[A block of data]
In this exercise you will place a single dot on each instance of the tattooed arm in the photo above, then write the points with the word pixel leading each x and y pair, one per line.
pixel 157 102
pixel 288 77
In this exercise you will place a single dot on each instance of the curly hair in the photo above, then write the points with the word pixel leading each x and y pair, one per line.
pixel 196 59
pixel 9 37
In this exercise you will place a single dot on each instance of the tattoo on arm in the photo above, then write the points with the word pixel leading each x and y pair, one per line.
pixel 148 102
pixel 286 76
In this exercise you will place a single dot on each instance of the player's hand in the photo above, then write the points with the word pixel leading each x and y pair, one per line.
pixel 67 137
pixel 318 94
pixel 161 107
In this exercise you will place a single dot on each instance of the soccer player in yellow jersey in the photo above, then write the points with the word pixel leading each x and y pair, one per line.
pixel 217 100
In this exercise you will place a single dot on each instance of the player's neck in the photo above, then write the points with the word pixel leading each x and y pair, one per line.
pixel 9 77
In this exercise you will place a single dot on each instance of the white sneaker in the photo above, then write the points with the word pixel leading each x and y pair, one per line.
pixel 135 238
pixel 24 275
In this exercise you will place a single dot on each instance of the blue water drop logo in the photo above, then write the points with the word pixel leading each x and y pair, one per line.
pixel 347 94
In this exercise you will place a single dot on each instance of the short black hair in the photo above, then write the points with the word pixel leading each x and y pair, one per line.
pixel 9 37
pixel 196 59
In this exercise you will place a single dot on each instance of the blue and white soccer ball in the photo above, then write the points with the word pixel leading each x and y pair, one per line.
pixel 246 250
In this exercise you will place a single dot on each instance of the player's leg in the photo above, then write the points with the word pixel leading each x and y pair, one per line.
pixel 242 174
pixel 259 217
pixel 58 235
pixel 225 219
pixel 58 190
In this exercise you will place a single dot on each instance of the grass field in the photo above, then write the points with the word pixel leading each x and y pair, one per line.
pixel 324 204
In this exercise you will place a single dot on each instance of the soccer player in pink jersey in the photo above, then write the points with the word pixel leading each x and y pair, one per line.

* WHAT TO DO: Please copy the entries above word for word, starting at the line with "the player's neck" and ending with the line with "pixel 24 275", both included.

* FINAL RESULT:
In this exercise you will place a single dot on each instance of the player's neck in the photo above, then write the points with the word pixel leading each x and y pair, one per line.
pixel 9 77
In this exercise you will place a single dot on each instance of the white sneaker in the photo above, then write the points with the word pixel leading each x and y pair, one per line.
pixel 135 238
pixel 24 275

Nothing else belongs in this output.